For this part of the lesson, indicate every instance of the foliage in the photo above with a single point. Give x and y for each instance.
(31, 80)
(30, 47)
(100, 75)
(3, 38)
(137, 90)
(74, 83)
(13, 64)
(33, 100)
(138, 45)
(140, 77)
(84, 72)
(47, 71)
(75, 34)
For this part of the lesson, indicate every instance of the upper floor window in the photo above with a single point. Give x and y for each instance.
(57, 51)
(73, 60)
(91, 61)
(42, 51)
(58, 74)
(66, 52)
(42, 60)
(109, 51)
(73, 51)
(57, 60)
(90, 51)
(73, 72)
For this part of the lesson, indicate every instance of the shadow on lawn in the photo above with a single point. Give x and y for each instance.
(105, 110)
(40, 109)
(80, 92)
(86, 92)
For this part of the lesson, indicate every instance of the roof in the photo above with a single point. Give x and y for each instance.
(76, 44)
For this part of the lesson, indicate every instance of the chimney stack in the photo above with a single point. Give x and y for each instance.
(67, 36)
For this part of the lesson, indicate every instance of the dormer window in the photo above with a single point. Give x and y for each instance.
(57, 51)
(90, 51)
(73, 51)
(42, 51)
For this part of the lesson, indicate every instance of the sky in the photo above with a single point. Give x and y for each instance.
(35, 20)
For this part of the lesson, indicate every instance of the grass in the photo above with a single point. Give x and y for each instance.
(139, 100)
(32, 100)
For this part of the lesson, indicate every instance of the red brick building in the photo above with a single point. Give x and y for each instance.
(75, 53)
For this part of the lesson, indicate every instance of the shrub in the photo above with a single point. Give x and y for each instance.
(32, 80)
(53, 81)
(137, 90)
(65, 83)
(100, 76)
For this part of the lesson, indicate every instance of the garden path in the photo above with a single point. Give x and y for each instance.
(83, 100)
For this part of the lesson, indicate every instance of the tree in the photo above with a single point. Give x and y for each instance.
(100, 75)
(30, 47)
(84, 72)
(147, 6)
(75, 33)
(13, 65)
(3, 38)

--- --- ---

:: Short exercise ::
Please copy all of the data above line for line, without changing anything.

:: Answer below ::
For this part of the lesson, indicate every instance of the foliage in the photo above with a single point. Give x and y for each instance.
(31, 80)
(30, 47)
(100, 75)
(3, 38)
(137, 90)
(74, 83)
(13, 64)
(33, 100)
(138, 45)
(140, 77)
(84, 72)
(47, 71)
(75, 34)
For this part of the lesson, indicate every instance of the upper floor window in the photo above with a single point. Give x and y for each instance.
(57, 51)
(73, 60)
(91, 61)
(42, 51)
(58, 74)
(66, 52)
(42, 60)
(109, 51)
(73, 51)
(57, 60)
(90, 51)
(73, 72)
For this part of the lesson, indicate every instance of the shadow on lawn in the photo above with a single point. Give x and y for each instance.
(105, 110)
(40, 109)
(80, 92)
(86, 92)
For this part of the lesson, indicate every instance of the roof in the photo above with a single point. Give x and y for each instance.
(76, 44)
For this part of the lesson, indicate every instance of the chimney stack in the photo above with a single point. Give x and y for each instance.
(67, 36)
For this part of the lesson, indicate every instance of the dormer window in the photo above with a single point. Give x and y for each instance.
(57, 51)
(90, 51)
(73, 51)
(42, 51)
For this part of the lesson, indicate every instance of the sky in the photo above with a single point. Give x and y for each instance.
(35, 20)
For this part of the lesson, indicate every instance of the grass in the photo above with a single point. Give x and y for each instance.
(139, 100)
(32, 100)
For this part of the lesson, indicate every instance of the red brick building in the photo above with a single point. Give x and y for each instance.
(75, 53)
For this part of the lesson, indicate every instance of the shrub in the photo above with a single point. Give x and y for each instance.
(32, 80)
(53, 81)
(137, 90)
(65, 83)
(100, 76)
For this part of the lesson, indicate every instance of the garden path in the photo above with a single point. Give x and y for each instance.
(83, 100)
For this part of the lesson, indicate every instance of the tree in the photo above with a single point. Give x and y for each instance.
(100, 75)
(30, 47)
(84, 72)
(147, 6)
(75, 33)
(13, 65)
(3, 38)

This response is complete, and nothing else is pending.